▶ Activity:
Reproduce every entry exactly as shown.

Records shown START

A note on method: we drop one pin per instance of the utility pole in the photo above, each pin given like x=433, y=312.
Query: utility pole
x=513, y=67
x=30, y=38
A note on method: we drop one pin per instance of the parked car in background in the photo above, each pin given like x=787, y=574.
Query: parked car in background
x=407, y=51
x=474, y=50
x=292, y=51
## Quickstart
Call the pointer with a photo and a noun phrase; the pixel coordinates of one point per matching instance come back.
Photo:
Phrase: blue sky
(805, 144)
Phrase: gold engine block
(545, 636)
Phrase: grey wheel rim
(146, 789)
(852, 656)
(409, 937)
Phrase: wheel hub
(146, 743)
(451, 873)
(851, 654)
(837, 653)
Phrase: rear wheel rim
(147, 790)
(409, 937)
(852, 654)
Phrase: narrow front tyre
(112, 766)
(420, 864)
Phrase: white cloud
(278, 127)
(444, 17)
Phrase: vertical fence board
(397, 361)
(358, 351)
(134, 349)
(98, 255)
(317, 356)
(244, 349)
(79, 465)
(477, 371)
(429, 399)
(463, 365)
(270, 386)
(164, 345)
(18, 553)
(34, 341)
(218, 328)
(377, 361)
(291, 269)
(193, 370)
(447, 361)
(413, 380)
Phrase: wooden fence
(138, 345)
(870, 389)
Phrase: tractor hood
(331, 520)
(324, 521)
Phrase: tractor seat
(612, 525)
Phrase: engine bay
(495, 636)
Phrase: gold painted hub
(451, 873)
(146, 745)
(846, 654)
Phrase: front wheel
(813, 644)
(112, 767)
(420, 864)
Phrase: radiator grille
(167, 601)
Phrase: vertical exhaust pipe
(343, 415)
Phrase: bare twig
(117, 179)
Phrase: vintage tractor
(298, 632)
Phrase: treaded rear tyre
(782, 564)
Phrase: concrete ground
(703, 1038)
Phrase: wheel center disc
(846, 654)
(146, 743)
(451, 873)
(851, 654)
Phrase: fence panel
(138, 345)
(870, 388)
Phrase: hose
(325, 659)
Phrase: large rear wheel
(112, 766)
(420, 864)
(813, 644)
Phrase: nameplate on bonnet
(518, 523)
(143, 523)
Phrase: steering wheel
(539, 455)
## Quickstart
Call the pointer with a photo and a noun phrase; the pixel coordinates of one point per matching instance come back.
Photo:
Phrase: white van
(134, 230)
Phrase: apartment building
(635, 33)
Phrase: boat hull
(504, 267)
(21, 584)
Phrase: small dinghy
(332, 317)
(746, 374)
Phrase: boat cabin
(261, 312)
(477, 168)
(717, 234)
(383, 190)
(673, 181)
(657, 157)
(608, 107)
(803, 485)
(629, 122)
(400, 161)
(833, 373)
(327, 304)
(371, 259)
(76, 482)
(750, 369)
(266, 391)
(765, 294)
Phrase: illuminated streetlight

Records shown END

▶ Answer to this exercise:
A note on method: we drop one pin per instance of the utility pole in the photo above, each pin given like x=433, y=312.
Query: utility pole
x=513, y=67
x=30, y=38
A note on method: we drop one pin per instance of the parked car in background in the photo above, each pin given like x=787, y=574.
Query: parked car in background
x=407, y=51
x=474, y=50
x=292, y=51
## Quickstart
Call the pointer with a photo and a noun phrase; the pixel coordinates of one point per matching instance come back.
Photo:
Phrase: blue sky
(805, 144)
Phrase: gold engine block
(545, 636)
Phrase: grey wheel rim
(146, 789)
(852, 656)
(409, 937)
Phrase: wheel hub
(146, 743)
(451, 873)
(851, 654)
(837, 653)
Phrase: rear wheel rim
(147, 790)
(409, 937)
(852, 654)
Phrase: narrow front tyre
(112, 766)
(420, 864)
Phrase: white cloud
(278, 127)
(444, 17)
Phrase: vertical fence board
(397, 361)
(358, 351)
(134, 349)
(98, 255)
(317, 356)
(244, 349)
(79, 465)
(477, 371)
(429, 399)
(463, 365)
(270, 386)
(164, 345)
(18, 553)
(34, 341)
(218, 328)
(377, 361)
(291, 269)
(193, 370)
(447, 361)
(413, 380)
Phrase: wooden fence
(138, 345)
(870, 389)
Phrase: tractor hood
(331, 520)
(324, 521)
Phrase: tractor seat
(612, 525)
Phrase: engine bay
(495, 636)
Phrase: gold painted hub
(451, 873)
(146, 745)
(846, 654)
Phrase: front wheel
(813, 644)
(112, 767)
(420, 864)
Phrase: radiator grille
(167, 601)
Phrase: vertical exhaust pipe
(343, 415)
Phrase: bare twig
(117, 179)
Phrase: vintage tractor
(298, 632)
Phrase: treaded rear tyre
(782, 564)
Phrase: concrete ground
(703, 1038)
Phrase: wheel center disc
(846, 654)
(146, 743)
(451, 873)
(851, 654)
Phrase: fence panel
(138, 345)
(870, 388)
Phrase: hose
(325, 659)
Phrase: large rear wheel
(112, 766)
(420, 864)
(813, 644)
Phrase: nameplate on bonnet
(518, 523)
(143, 523)
Phrase: steering wheel
(539, 455)
## Quickstart
Call the pointer with a photo and a noun phrase; the pixel coordinates of one point per matching instance come back.
Photo:
Phrase: white van
(134, 230)
Phrase: apartment building
(635, 33)
Phrase: boat hull
(504, 267)
(21, 584)
Phrase: small dinghy
(332, 317)
(746, 374)
Phrase: boat cabin
(261, 312)
(477, 168)
(717, 234)
(383, 190)
(673, 181)
(657, 157)
(608, 107)
(803, 485)
(629, 122)
(400, 161)
(833, 373)
(327, 304)
(371, 259)
(76, 482)
(750, 369)
(266, 391)
(765, 294)
Phrase: illuminated streetlight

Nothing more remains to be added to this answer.